Provided passage:
$1.4 Million In Revenue Sharing, Track Championship Sites Approved By Central Board of Control
The Alabama High School Athletic Association Central Board of Control for the second straight year approved returning $1.4 million to its member schools under its Revenue Sharing Plan. The action was taken Wednesday at its annual summer meeting in Montgomery. The Central Board also approved Gulf Shores (4A, 5A, 6A, 7A) and Cullman (1A, 2A, 3A) as host sites for the AHSAA Outdoor Track and Field Championships for the next three years (2015-17).
The AHSAA Legislative Council also met Wednesday.
The Revenue Sharing Plan, approved first by the Central Board in 2009, will have returned $6 million to its member schools in the five years of the program once 2013-14 school year payments are sent out next month. The formula for the distribution of funds includes a differential between classifications and the number of sports played by non-football-playing schools. The plan returns excess funds back to the schools when the AHSAA has at least one year’s working capital in reserve.
Also, for the 22th consecutive year, the Central Board voted to waive membership dues to all member schools – a cost savings of more than $75,000 annually.
“I want to thank the Central Board for their strong leadership,” said Executive Director Steve Savarese. “Returning another $1.4 million to our schools and waiving the annual membership dues are certainly important boosts to the financial well being of our schools.”

Task instructions:
Reproduce word for word the part of the revenue-sharing article starting with "The Revenue Sharing" and going on through "capital in reserve.".

Listed records:
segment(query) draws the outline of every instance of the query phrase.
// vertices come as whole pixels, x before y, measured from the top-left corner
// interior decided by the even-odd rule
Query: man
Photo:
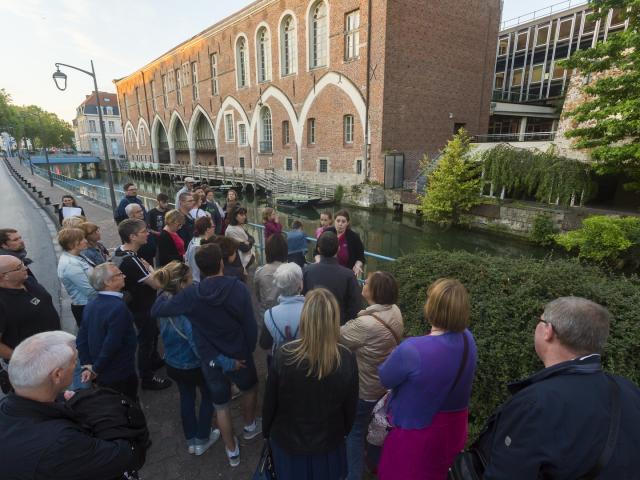
[[[156,283],[151,278],[153,268],[138,256],[140,247],[147,243],[149,232],[142,220],[128,219],[118,225],[122,245],[116,248],[113,263],[125,275],[128,307],[138,329],[138,373],[144,390],[162,390],[171,386],[171,380],[154,375],[162,367],[158,355],[158,322],[150,314],[156,299]]]
[[[182,195],[183,193],[192,193],[194,183],[196,183],[195,178],[185,177],[184,186],[176,193],[176,209],[180,210],[180,195]]]
[[[142,200],[138,198],[138,187],[134,183],[125,183],[122,187],[124,190],[124,198],[120,200],[120,204],[118,205],[118,209],[116,210],[115,221],[116,223],[120,223],[123,220],[127,219],[127,213],[125,208],[127,205],[131,203],[136,203],[142,207],[142,212],[144,216],[144,204]]]
[[[0,229],[0,255],[13,255],[22,260],[27,267],[27,273],[33,276],[33,273],[29,270],[29,265],[33,263],[33,260],[27,258],[24,240],[17,230],[13,228]]]
[[[196,223],[195,219],[189,213],[194,205],[193,195],[190,193],[181,193],[179,198],[180,208],[178,210],[184,215],[184,224],[177,233],[184,241],[184,244],[189,245],[189,242],[191,242],[193,238],[193,230]]]
[[[231,383],[242,392],[245,440],[262,431],[256,419],[258,376],[253,362],[257,326],[249,289],[237,278],[223,276],[222,252],[215,244],[201,246],[195,255],[200,283],[172,298],[159,297],[151,311],[157,317],[186,315],[216,407],[218,428],[229,464],[240,464],[240,445],[231,423]]]
[[[322,287],[333,293],[340,305],[340,325],[356,318],[362,307],[362,295],[358,281],[351,270],[338,263],[338,236],[324,232],[318,239],[320,261],[304,269],[303,295],[314,288]]]
[[[51,295],[27,274],[22,260],[0,255],[0,358],[36,333],[60,329]]]
[[[124,211],[127,214],[127,218],[144,221],[144,209],[137,203],[130,203],[125,207]],[[141,258],[144,258],[144,260],[149,265],[153,265],[153,262],[156,258],[156,253],[157,253],[156,237],[154,235],[149,235],[147,237],[147,243],[142,245],[138,250],[138,256]]]
[[[609,312],[584,298],[562,297],[545,306],[534,336],[545,368],[509,385],[513,396],[478,440],[488,462],[484,479],[587,478],[605,451],[614,396],[620,417],[613,423],[619,431],[612,456],[588,478],[637,478],[640,389],[602,371],[609,323]]]
[[[137,400],[136,332],[121,292],[124,274],[115,265],[102,263],[90,280],[98,296],[85,307],[78,332],[82,381],[95,380]]]
[[[120,480],[142,466],[144,452],[135,442],[94,437],[56,401],[71,383],[74,344],[73,335],[56,331],[15,349],[9,365],[15,394],[0,402],[2,478]]]

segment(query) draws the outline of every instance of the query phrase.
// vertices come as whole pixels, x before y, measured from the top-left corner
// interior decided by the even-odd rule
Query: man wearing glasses
[[[483,479],[638,478],[640,389],[602,370],[610,321],[584,298],[545,306],[534,334],[545,368],[509,385],[476,443]]]

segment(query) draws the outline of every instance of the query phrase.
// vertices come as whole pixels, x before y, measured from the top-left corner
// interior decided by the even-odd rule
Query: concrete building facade
[[[102,108],[104,132],[107,138],[107,153],[111,158],[125,155],[122,122],[118,97],[114,93],[98,92]],[[104,158],[102,136],[100,134],[100,119],[98,117],[98,102],[96,94],[87,95],[76,109],[73,119],[76,149],[79,152],[90,152],[92,155]]]
[[[485,132],[499,0],[259,0],[115,80],[129,160],[411,185]]]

Solution:
The Revenue Sharing Plan, approved first by the Central Board in 2009, will have returned $6 million to its member schools in the five years of the program once 2013-14 school year payments are sent out next month. The formula for the distribution of funds includes a differential between classifications and the number of sports played by non-football-playing schools. The plan returns excess funds back to the schools when the AHSAA has at least one year’s working capital in reserve.